Challenge. Copy all of the data below line for line, changing nothing.

Information shown.
________________________

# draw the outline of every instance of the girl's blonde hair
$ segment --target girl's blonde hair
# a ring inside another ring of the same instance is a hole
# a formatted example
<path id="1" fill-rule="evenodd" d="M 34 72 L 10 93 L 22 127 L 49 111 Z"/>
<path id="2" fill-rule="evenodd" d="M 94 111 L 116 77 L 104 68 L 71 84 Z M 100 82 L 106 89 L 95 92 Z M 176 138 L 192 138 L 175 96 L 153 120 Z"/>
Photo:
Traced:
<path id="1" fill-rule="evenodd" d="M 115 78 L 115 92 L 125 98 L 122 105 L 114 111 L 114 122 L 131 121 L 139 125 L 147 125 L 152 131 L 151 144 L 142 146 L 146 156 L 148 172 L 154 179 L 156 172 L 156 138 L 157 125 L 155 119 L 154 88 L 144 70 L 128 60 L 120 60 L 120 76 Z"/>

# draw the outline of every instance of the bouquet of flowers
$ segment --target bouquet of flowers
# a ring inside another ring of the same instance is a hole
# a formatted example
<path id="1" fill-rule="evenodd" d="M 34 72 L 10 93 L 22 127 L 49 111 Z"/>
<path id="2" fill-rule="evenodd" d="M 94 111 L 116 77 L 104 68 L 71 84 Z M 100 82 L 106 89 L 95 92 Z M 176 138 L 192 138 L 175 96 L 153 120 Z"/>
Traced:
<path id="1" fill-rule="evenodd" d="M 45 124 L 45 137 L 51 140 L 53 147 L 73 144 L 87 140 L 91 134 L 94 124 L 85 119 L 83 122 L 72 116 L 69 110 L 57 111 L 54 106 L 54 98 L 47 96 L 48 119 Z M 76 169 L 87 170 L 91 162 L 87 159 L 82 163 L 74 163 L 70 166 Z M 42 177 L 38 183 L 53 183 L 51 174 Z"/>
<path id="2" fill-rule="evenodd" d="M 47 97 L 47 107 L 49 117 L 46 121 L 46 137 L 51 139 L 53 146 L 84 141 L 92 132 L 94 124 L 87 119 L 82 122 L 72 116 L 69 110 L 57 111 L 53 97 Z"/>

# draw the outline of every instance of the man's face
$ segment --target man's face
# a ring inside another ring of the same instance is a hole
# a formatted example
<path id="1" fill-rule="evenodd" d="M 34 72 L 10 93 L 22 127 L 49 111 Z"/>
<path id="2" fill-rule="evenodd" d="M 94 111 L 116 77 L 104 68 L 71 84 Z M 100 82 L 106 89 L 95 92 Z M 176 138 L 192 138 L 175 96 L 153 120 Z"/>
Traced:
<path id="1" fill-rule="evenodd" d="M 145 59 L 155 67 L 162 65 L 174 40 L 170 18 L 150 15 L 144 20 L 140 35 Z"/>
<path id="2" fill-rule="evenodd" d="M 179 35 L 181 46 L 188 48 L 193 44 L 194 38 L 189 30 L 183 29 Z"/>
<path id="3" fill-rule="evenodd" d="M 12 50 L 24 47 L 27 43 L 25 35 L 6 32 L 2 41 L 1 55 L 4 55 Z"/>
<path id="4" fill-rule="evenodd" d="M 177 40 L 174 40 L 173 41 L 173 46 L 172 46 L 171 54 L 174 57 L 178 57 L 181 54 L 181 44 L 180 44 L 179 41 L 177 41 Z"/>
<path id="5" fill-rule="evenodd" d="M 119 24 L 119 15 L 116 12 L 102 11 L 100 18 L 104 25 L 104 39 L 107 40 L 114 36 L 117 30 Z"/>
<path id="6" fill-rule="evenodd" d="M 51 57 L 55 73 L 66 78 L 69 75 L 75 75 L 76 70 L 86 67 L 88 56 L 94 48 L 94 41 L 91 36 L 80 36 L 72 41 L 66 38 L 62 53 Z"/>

________________________

Solution to this problem.
# draw the outline of every instance of the girl's blonde hair
$ segment --target girl's blonde hair
# a ring inside another ring of the same instance is a hole
# a formatted example
<path id="1" fill-rule="evenodd" d="M 34 72 L 10 93 L 22 127 L 49 111 Z"/>
<path id="2" fill-rule="evenodd" d="M 94 111 L 116 77 L 104 68 L 71 84 Z M 100 82 L 106 89 L 95 92 Z M 176 138 L 192 138 L 175 96 L 153 120 Z"/>
Photo:
Traced:
<path id="1" fill-rule="evenodd" d="M 115 78 L 115 92 L 125 98 L 122 105 L 114 111 L 114 122 L 131 121 L 139 125 L 147 125 L 152 131 L 151 144 L 142 146 L 146 156 L 148 172 L 154 179 L 156 172 L 156 138 L 157 125 L 155 119 L 154 88 L 144 70 L 128 60 L 120 60 L 120 76 Z"/>

# draw the outline of every instance of the bouquet of flowers
$ segment --target bouquet of flowers
# a ring inside another ring of the same instance is a hole
# a formatted example
<path id="1" fill-rule="evenodd" d="M 34 72 L 10 93 L 22 127 L 49 111 Z"/>
<path id="2" fill-rule="evenodd" d="M 94 111 L 116 77 L 104 68 L 71 84 Z M 100 82 L 106 89 L 95 92 Z M 176 138 L 192 138 L 175 96 L 153 120 Z"/>
Traced:
<path id="1" fill-rule="evenodd" d="M 45 124 L 45 137 L 51 140 L 53 147 L 73 144 L 87 140 L 91 134 L 94 124 L 85 119 L 83 122 L 72 116 L 69 110 L 57 111 L 54 106 L 54 98 L 47 96 L 48 119 Z M 76 169 L 87 170 L 91 162 L 87 159 L 82 163 L 74 163 L 70 166 Z M 42 177 L 38 183 L 53 183 L 51 174 Z"/>
<path id="2" fill-rule="evenodd" d="M 47 97 L 47 107 L 49 117 L 46 121 L 46 137 L 51 139 L 53 146 L 84 141 L 92 132 L 94 124 L 87 119 L 82 122 L 72 116 L 69 110 L 57 111 L 53 97 Z"/>

# draw the outline of every instance of the man's face
$ segment --target man's face
# a ring inside another ring of the same instance is a hole
# a formatted example
<path id="1" fill-rule="evenodd" d="M 34 72 L 10 93 L 22 127 L 49 111 Z"/>
<path id="2" fill-rule="evenodd" d="M 94 111 L 116 77 L 104 68 L 71 84 Z M 100 82 L 106 89 L 95 92 Z M 176 138 L 192 138 L 175 96 L 153 120 Z"/>
Traced:
<path id="1" fill-rule="evenodd" d="M 145 59 L 155 67 L 162 65 L 174 40 L 170 18 L 150 15 L 144 20 L 140 35 Z"/>
<path id="2" fill-rule="evenodd" d="M 179 35 L 181 46 L 188 48 L 193 44 L 194 38 L 189 30 L 183 29 Z"/>
<path id="3" fill-rule="evenodd" d="M 12 50 L 24 47 L 27 43 L 25 35 L 6 32 L 2 41 L 1 55 L 4 55 Z"/>
<path id="4" fill-rule="evenodd" d="M 177 40 L 174 40 L 173 41 L 173 46 L 172 46 L 171 54 L 174 57 L 178 57 L 181 54 L 181 44 L 180 44 L 179 41 L 177 41 Z"/>
<path id="5" fill-rule="evenodd" d="M 119 24 L 119 15 L 116 12 L 102 11 L 100 18 L 104 25 L 104 39 L 107 40 L 114 36 L 117 30 Z"/>
<path id="6" fill-rule="evenodd" d="M 51 57 L 55 73 L 66 78 L 69 75 L 75 75 L 76 70 L 86 67 L 88 56 L 94 48 L 94 41 L 91 36 L 80 36 L 72 41 L 66 38 L 62 53 Z"/>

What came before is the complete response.